TASK
Please copy out the entries below exactly, beginning with the line that contains "Task: place a pin on each instance of the wooden" and ending with the line that contains "Task: place a pin on each instance of the cut", and include nothing outside that span.

RECORDS FOR THIS TASK

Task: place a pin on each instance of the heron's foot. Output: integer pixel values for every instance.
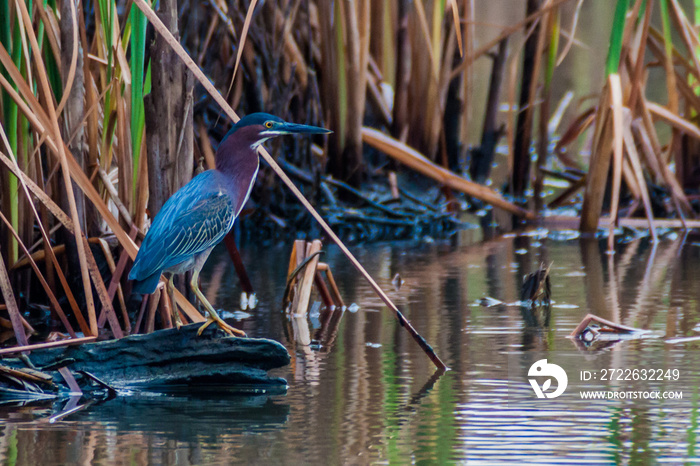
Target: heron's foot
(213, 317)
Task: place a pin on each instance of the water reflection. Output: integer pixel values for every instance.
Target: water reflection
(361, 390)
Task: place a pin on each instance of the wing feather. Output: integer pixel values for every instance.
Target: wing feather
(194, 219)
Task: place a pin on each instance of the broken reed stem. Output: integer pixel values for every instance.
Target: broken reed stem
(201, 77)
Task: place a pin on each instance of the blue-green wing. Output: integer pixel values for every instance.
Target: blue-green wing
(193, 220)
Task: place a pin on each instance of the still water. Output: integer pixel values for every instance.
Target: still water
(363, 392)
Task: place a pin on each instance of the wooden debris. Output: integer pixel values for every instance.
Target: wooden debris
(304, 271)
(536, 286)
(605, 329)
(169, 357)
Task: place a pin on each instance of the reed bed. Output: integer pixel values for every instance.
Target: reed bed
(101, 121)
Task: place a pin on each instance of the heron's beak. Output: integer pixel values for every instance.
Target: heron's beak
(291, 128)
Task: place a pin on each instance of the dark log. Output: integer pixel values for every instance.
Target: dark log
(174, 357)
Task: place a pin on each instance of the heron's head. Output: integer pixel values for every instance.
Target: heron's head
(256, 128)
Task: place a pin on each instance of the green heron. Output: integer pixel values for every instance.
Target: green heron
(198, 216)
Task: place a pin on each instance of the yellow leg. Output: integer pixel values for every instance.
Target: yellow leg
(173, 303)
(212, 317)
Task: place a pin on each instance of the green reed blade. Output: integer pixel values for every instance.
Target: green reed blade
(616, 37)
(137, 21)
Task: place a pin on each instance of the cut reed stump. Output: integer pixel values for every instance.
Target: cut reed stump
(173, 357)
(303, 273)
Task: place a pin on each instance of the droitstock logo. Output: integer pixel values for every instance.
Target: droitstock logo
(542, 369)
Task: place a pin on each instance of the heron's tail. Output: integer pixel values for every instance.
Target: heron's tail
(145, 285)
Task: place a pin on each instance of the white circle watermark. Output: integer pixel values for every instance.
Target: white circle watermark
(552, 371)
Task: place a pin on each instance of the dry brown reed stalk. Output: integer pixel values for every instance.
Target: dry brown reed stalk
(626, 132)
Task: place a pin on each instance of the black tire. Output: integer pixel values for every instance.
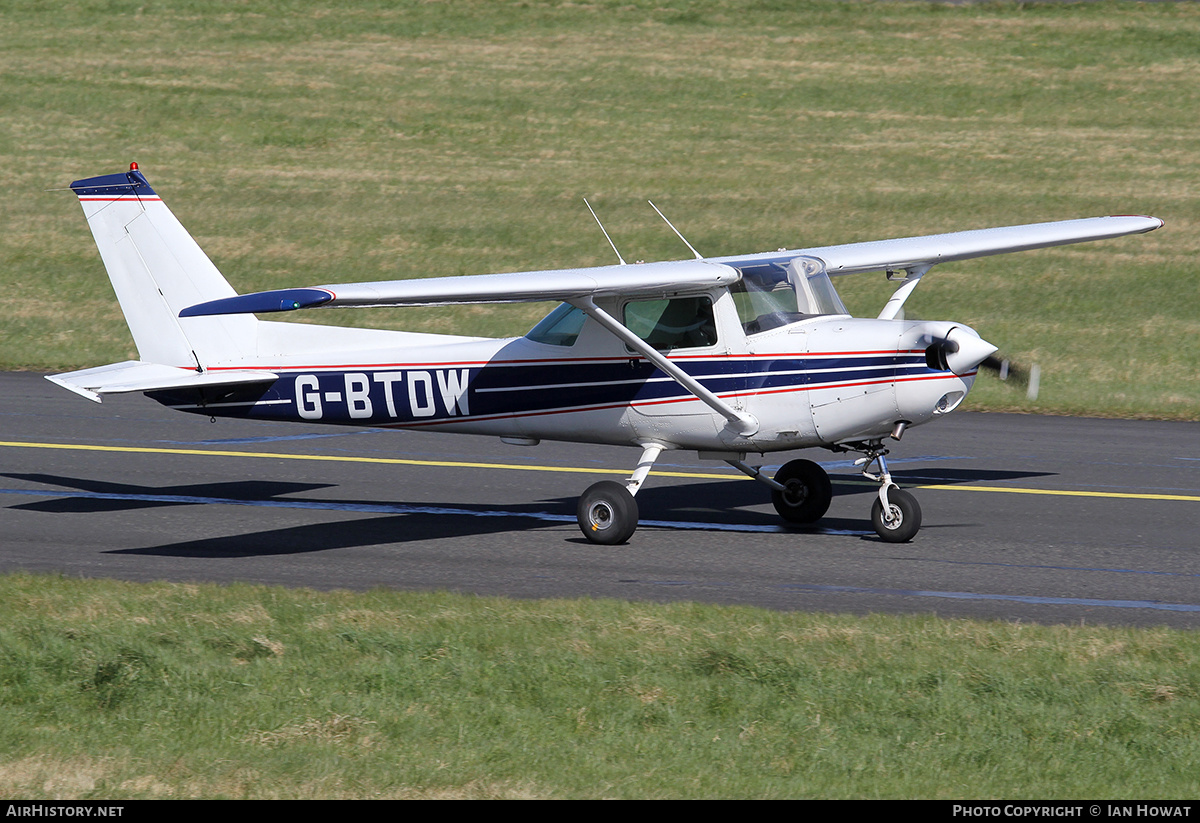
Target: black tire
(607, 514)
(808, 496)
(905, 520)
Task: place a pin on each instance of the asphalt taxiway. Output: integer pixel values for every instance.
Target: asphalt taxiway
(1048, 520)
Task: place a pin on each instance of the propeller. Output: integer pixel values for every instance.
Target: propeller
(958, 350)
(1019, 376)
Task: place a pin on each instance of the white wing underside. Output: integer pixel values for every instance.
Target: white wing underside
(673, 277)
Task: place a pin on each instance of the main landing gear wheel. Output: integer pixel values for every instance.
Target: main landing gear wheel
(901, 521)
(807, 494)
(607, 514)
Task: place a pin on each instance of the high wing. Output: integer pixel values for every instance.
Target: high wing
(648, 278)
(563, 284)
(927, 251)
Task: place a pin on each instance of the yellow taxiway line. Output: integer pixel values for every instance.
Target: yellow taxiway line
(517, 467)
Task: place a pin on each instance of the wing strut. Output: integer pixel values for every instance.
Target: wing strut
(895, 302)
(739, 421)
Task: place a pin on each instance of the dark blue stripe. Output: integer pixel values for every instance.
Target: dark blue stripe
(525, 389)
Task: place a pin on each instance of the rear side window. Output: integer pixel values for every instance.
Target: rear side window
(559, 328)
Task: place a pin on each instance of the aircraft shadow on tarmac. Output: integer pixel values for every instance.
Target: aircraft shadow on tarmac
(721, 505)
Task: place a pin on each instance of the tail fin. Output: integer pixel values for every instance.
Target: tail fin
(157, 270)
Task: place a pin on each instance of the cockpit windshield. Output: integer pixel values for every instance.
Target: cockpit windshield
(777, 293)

ANSWER BOX
Task: place a pin on each instance of the wooden debris. Output: integer pixel values for every instance.
Target: wooden debris
(304, 271)
(536, 286)
(605, 329)
(169, 357)
Task: place a pin on each instance of the reed bed. Output: integer pixel values for every instance.
Target: reed bed
(101, 121)
Task: place a pin on each instance of the heron's beak. Output: integer pixel values for every instance.
Target: heron's beak
(291, 128)
Task: place a pin on each instance of the dark log. Output: integer pixel values for every instance.
Target: dark log
(174, 357)
Task: place a pin on each instance of the heron's head. Output: integer pixel values for every instance.
Target: heron's head
(256, 128)
Task: place a pin on each instance of the green heron. Output: integer pixel values for every instance.
Target: green heron
(198, 216)
Task: place a pin on each instance of the yellow leg. Output: integer pixel values for every instance.
Target: yellow leg
(173, 303)
(212, 317)
Task: place a pin on each instance of the green reed blade. Output: integer pixel values for every instance.
Target: green reed blade
(616, 37)
(137, 21)
Task: place a pin on each instance of the cut reed stump. Output: integer pixel values for every instance.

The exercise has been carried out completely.